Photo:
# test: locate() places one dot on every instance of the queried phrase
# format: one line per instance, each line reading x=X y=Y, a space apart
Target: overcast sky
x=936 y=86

==

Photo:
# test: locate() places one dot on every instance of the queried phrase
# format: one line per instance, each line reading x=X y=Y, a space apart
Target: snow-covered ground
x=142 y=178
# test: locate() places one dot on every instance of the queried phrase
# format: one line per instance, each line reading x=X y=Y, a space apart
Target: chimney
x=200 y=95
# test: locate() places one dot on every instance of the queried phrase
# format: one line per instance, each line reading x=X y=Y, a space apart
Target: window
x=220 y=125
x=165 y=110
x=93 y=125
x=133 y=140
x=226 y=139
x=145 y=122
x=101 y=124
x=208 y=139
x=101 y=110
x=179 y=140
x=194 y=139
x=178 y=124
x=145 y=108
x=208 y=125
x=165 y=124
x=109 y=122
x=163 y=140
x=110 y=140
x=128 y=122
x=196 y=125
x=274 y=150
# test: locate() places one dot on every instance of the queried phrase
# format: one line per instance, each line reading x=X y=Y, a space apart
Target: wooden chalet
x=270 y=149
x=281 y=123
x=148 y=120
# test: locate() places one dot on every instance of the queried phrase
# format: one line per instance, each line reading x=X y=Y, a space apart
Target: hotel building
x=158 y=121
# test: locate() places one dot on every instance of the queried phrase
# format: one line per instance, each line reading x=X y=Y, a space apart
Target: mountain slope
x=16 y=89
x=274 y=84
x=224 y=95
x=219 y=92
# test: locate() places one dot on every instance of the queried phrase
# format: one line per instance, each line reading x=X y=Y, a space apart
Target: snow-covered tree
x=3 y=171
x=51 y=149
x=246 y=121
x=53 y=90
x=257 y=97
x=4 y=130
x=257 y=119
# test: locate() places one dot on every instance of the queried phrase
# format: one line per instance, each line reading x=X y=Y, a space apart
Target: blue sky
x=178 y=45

--

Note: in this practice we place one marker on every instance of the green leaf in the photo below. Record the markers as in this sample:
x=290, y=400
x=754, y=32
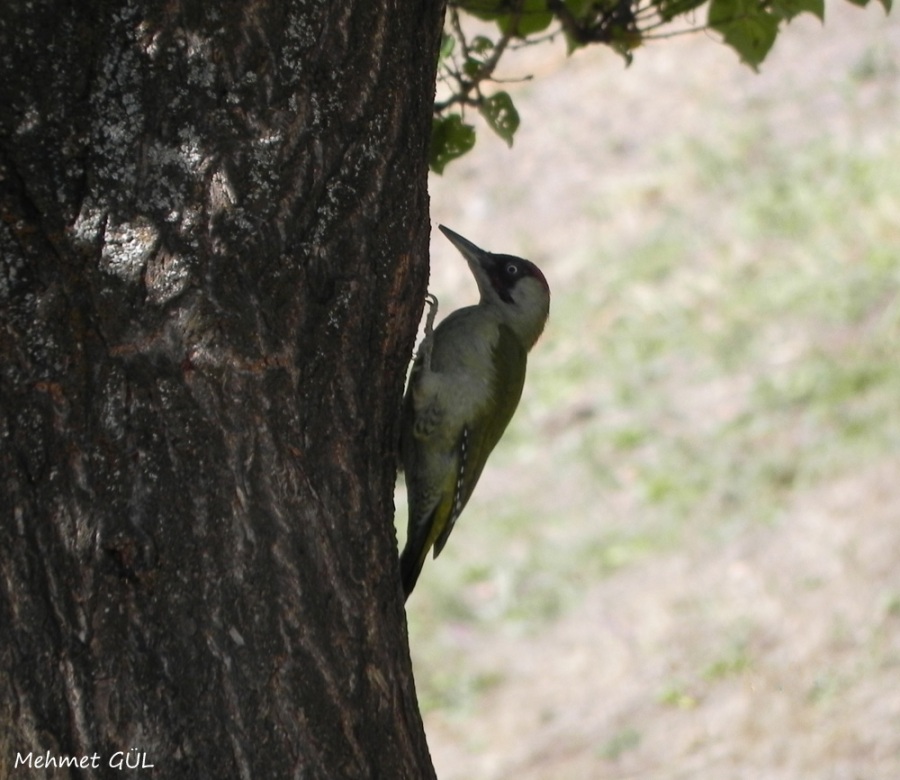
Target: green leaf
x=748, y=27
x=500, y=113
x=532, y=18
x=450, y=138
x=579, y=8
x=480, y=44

» **TASK BRIEF**
Please give only the number of lines in the records above that contain the string "covered".

» **SOLUTION TO THIS PROBLEM**
2